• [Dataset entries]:

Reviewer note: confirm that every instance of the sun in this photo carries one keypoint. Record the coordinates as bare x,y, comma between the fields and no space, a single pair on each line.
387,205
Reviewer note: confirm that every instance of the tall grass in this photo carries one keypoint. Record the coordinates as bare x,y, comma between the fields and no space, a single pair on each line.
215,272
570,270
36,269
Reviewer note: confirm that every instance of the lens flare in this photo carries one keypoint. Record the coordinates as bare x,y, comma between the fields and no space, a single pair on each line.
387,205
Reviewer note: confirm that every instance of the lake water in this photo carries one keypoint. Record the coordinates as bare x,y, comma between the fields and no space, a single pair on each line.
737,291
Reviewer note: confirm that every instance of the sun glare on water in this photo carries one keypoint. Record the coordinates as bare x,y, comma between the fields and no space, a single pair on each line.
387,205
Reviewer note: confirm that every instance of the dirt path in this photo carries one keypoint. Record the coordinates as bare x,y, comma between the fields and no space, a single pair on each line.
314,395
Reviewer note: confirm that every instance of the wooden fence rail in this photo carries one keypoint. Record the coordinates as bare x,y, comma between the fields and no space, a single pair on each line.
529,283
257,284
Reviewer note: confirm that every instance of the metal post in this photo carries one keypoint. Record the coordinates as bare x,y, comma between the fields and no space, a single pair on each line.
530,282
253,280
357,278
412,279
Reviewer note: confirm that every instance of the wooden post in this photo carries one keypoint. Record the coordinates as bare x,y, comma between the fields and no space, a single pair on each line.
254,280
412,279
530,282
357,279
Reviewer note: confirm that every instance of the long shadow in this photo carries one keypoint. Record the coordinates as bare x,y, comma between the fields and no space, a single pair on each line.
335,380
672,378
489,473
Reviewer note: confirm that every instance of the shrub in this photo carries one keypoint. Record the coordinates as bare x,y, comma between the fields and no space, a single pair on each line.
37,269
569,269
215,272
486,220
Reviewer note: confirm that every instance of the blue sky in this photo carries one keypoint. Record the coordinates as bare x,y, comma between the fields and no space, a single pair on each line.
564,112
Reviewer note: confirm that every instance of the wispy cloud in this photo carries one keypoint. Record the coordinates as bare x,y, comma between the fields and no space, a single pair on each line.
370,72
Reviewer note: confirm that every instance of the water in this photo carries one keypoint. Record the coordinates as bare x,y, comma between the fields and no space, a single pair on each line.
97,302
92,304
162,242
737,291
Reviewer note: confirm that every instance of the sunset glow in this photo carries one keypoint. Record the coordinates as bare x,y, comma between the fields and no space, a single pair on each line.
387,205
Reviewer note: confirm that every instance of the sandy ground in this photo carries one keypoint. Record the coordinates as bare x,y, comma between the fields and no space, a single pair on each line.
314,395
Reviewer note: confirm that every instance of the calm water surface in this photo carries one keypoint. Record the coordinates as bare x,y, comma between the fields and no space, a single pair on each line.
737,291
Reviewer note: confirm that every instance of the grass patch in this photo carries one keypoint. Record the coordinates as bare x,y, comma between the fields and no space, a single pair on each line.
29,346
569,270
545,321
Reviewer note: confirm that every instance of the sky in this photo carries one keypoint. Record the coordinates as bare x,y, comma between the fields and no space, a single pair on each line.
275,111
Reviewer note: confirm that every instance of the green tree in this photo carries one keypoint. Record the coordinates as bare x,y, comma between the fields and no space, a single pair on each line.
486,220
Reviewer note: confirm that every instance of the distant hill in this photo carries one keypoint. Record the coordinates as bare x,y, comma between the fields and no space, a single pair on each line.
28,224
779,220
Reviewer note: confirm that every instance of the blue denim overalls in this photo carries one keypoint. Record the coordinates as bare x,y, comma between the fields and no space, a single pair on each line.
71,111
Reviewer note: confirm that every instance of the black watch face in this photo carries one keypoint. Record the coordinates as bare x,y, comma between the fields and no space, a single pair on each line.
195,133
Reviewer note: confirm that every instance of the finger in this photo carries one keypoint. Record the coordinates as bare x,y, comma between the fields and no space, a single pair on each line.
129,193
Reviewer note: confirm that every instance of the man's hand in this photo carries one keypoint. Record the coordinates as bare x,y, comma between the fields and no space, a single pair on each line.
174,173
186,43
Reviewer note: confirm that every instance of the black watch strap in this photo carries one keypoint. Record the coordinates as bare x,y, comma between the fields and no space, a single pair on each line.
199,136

• [What this task involves]:
Reproduce every line above. Keep it exact.

• [Answer section]:
Reviewer note: confirm that every instance of the sun in this photo carries one keypoint. Record the coordinates as bare x,y, comma between the fields and no space, a single pair on each line.
387,205
Reviewer note: confirm that every instance of the tall grass in this photo carries one keypoint. Record the coordinates as bare x,y, comma between the fields and no space, a single pair on each line.
215,272
570,270
36,269
Reviewer note: confirm that every instance of the lens flare in this photo carries one keypoint. Record the coordinates as bare x,y, comma between the fields and no space, a single pair on each line.
387,205
Reviewer note: confirm that every instance of the lake water in this photo carries one keypoint. Record the coordinates as bare x,y, comma between the fields and no space, a single pair on each line.
737,291
Reviewer note: confirm that every instance of the sun glare on water in this photo carries one keypoint. Record the coordinates as bare x,y, comma between the fields and no space, a single pair on each line.
387,205
Reviewer note: confirm that every instance of the dirt path in this photo carries one keypoint. Record the coordinates as bare x,y, comma between the fields and no space, a single pair on each line.
314,395
Reviewer note: confirm that every instance of the wooden fence rail in this photo carries one keypoint. Record the coordinates as bare x,y, comma between the fields and no space, a single pair on each line.
529,283
257,284
Reviewer note: confirm that every instance of the metal post in this photo carries one keypoint. Record the coordinates as bare x,y, comma between the fields and no space, a single pair on each line.
530,282
253,280
357,278
412,279
Reviewer note: confirm that every instance of the wooden post in this photo carries one keypoint. Record the coordinates as bare x,y, comma between the fields and no space, a single pair on each line.
254,280
412,279
530,282
357,279
Reviewer note: confirm that every instance of the long shadow in this photo carries one keypoint. Record the coordinates as bare x,y, comma between the fields and no space, a single pair on each line.
335,380
672,378
489,473
Reviewer note: confirm that every instance of the shrub in this photo carries one keypoint. Record the coordinates as bare x,y, comma between the fields and no space, a single pair on each line.
37,269
569,269
215,272
486,220
Reviewer note: confirm that every instance of the blue sky in this photo carries one keypoint. Record the coordinates as bare x,y, comma between the fields and no space, a single pair on each line.
564,112
Reviewer note: confirm that every instance of the wispy cloud in this photo carries one keypoint. Record the coordinates as bare x,y, comma between the fields and no space, a single pair on each line.
370,72
Reviewer note: confirm that every instance of the water in this photo carries one keypoint. Record the coordinates as bare x,y, comma between the fields and no space, a single pair on each line.
97,302
92,304
162,242
737,291
Reviewer note: confirm that every instance of the sunset glow in this photo carries one keypoint. Record the coordinates as bare x,y, comma between the fields and no space, a single pair on each line.
387,205
Reviewer note: confirm that every instance of the sandy ground in this photo carries one keypoint. Record the coordinates as bare x,y, comma between the fields and no space, a single pair on each line.
314,395
Reviewer note: confirm that every instance of the calm water surface in this photo carries one keypoint. Record the coordinates as bare x,y, comma between the fields and no space, a single pair on each line.
737,291
Reviewer note: confirm that every instance of the grass patch in this photo carries one keypoint. Record the coordinates as bare x,y, comma between the fields and no space, a single pair on each line.
29,346
569,270
545,321
Reviewer note: confirm that every instance of the sky in this photo carries one keypoint. Record the coordinates as bare x,y, comma between the fields and no space, a single pair on each line.
275,111
Reviewer note: confirm that every instance of the green tree in this photo carries one keypoint. Record the coordinates as bare x,y, comma between the fields and no space, a single pair on each line.
486,220
Reviewer note: confirm that every instance of the distant hill in this photo carries one keypoint. Record the coordinates as bare x,y, comma between the fields and no space, a single pair on each line.
28,224
779,220
Reviewer note: confirm that every instance of the blue denim overalls in this photo carries one keypoint. Record the coordinates as bare x,y, comma between the fields and no space, a single pair on each line.
71,111
Reviewer note: confirm that every instance of the black watch face in this photo carries one keypoint. Record the coordinates as bare x,y, comma between the fields and no space, a single pair on each line.
195,133
Reviewer note: confirm that every instance of the finger in this photo carries one keypoint. Record the coordinates as bare x,y, comma between the fields and no space, a single pair on each line.
129,193
Reviewer note: confirm that every instance of the man's hand in this photo carries one keypoint. Record the coordinates as bare x,y, comma between the fields and no space, a single pair on each line.
174,173
186,43
Reviewer note: confirm that every instance of the black watch strap in this photo carries one keypoint. Record the coordinates as bare x,y, comma between the fields and no space, a single pair on each line.
199,136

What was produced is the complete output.